(Data excerpts)
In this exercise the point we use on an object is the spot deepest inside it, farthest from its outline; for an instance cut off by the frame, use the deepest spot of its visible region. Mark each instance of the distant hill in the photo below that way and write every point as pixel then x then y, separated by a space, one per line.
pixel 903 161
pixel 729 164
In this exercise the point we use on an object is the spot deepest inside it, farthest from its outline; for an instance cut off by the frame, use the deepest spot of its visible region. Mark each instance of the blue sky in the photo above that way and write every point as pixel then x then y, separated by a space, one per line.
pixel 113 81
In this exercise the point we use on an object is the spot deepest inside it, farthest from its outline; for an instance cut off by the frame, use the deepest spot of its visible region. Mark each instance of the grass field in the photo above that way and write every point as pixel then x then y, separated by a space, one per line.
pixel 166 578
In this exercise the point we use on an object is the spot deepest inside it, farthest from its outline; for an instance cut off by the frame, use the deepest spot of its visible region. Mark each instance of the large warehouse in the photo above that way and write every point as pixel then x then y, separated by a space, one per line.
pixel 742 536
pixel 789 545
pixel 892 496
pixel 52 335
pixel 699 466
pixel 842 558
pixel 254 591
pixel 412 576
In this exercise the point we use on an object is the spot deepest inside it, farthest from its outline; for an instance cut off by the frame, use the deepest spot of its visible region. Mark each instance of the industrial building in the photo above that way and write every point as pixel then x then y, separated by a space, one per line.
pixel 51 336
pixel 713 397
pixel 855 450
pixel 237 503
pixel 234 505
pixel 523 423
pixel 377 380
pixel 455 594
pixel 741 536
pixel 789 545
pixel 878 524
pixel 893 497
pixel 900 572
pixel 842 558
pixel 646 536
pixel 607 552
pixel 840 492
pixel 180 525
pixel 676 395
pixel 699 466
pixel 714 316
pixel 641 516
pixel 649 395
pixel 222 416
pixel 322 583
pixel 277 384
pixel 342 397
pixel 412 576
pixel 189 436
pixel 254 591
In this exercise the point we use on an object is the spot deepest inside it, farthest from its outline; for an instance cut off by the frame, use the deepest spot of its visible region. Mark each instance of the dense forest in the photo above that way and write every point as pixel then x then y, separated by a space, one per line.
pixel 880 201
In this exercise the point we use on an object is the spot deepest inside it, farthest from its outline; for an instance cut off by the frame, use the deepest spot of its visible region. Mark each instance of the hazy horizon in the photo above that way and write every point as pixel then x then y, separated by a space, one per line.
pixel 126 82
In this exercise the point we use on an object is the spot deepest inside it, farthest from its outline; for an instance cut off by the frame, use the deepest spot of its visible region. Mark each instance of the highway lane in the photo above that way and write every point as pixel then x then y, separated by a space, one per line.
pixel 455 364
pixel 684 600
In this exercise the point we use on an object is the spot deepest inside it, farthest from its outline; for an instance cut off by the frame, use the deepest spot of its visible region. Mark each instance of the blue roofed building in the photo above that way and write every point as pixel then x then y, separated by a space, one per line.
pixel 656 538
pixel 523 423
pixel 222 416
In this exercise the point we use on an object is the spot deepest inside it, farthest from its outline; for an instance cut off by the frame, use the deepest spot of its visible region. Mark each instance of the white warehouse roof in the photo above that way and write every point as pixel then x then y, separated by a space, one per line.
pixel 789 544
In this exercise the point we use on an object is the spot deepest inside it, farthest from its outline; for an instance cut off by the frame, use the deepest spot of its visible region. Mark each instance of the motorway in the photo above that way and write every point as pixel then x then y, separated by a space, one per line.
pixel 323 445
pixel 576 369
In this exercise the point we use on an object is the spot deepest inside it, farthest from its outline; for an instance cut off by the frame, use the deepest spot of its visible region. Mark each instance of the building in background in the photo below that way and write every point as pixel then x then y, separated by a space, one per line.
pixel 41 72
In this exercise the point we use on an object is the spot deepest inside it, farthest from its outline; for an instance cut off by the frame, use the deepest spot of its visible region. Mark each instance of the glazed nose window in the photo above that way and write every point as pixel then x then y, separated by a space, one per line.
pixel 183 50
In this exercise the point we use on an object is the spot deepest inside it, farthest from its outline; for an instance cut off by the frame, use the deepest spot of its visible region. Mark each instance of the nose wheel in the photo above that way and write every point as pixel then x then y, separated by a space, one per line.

▶ [YOUR OBJECTIVE]: Word for word, retype each record.

▶ [RESPONSE AREA]:
In this exercise the point we use on an object is the spot deepest inside it, farthest from its outline; for an instance cut off by the frame, use the deepest spot of its visible region. Mark each instance of the distant hill in the photo below that way and write every point as pixel then x then y, separated by a space, one per line.
pixel 903 161
pixel 729 164
In this exercise the point we use on an object is the spot deepest inside it, farthest from its outline; for an instance cut off by the frame, use the deepest spot of its visible region. Mark each instance of the blue sky in the photo above that way and write every point as pixel then x then y, separated by a space, one per line.
pixel 113 81
In this exercise the point we use on an object is the spot deepest inside it, farthest from its outline; for an instance cut off by the frame, use the deepest spot of its visible region. Mark each instance of the grass field in the photo above that way and write every point as pixel then x then y, separated by a space, one per line.
pixel 166 578
In this exercise the point we use on an object is the spot deepest inside it, farthest from its outline; for an instance cut off by the frame, use the deepest spot of its visible region. Mark each instance of the large warehouse in the photo above that way and write every point as pixel then x then y, separated by a space, one per line.
pixel 742 536
pixel 789 545
pixel 892 496
pixel 52 335
pixel 699 466
pixel 842 558
pixel 254 591
pixel 412 576
In this exercise the point we use on an object is the spot deepest inside it, farthest from its outline; for an instance cut off by the frame, use the deepest spot of its visible region. Mark each instance of the industrial building in the photo above that way and write every point as pixel then x then y, separated by a space, one per line.
pixel 51 336
pixel 713 397
pixel 855 450
pixel 237 503
pixel 234 505
pixel 523 423
pixel 377 380
pixel 455 594
pixel 741 536
pixel 789 545
pixel 878 524
pixel 893 497
pixel 900 572
pixel 842 558
pixel 646 536
pixel 607 552
pixel 840 492
pixel 180 525
pixel 676 395
pixel 699 466
pixel 714 316
pixel 641 516
pixel 649 395
pixel 222 416
pixel 322 583
pixel 277 384
pixel 342 397
pixel 412 576
pixel 189 436
pixel 254 591
In this exercise the point we use on an object is the spot deepest inside it, farthest from its outline; for an instance cut off by the frame, use the deepest spot of its visible region. Mark each instance of the dense forest in the photo above that way and write every point as pixel then x then y, separated by a space, one per line.
pixel 880 201
In this exercise the point we use on an object is the spot deepest inside it, farthest from its outline; for an instance cut off by the frame, use the deepest spot of its visible region. Mark each instance of the hazy horizon in the photo above that way and write every point as pixel then x then y, separated by a space, one per line.
pixel 126 82
In this exercise the point we use on an object is the spot deepest inside it, farthest from its outline; for an instance cut off by the frame, use the deepest spot of its visible region. Mark each instance of the highway lane in the photo above that way and write every point as pixel then x then y, separated by a space, one per line.
pixel 455 364
pixel 684 600
In this exercise the point we use on an object is the spot deepest inside it, farthest from its outline; for an instance cut off by the frame, use the deepest spot of its visible region. Mark each instance of the blue roofed building in the photo above that way and write every point as pixel then x then y, separated by a space, one per line.
pixel 656 538
pixel 523 423
pixel 222 416
In this exercise the point we use on an object is the spot deepest inside it, farthest from its outline; for an instance cut off by the frame, use the deepest spot of its visible region. Mark each instance of the white warehouse roof in the photo above that way and write every point as pixel then x then y, separated by a space, one per line.
pixel 789 544
In this exercise the point we use on an object is the spot deepest inside it, farthest from its outline; for an instance cut off by the frame, use the deepest spot of its visible region. Mark each instance of the motorway in the photo above that way and write every point as pixel then x then y, separated by a space, one per line.
pixel 323 445
pixel 576 369
In this exercise the point we use on an object is the spot deepest inside it, farthest from its outline; for an instance cut off by the frame, use the deepest spot of its visible region. Mark each instance of the building in background in the photo below that way and write every point as pixel then x then y, separated by a space, one per line.
pixel 41 72
In this exercise the point we use on an object is the spot deepest inside it, farthest from its outline; for an instance cut off by the frame, use the deepest spot of its visible region. Mark each instance of the glazed nose window in the photo above that way and write every point as pixel then x then y, separated by a space, one per line.
pixel 183 50
In this exercise the point we use on an object is the spot deepest inside it, farthest from its outline; for an instance cut off by the frame, use the deepest spot of its visible region. Mark each instance of the nose wheel in the photo above that way and write every point as pixel then x then y, separated by a space, one per line.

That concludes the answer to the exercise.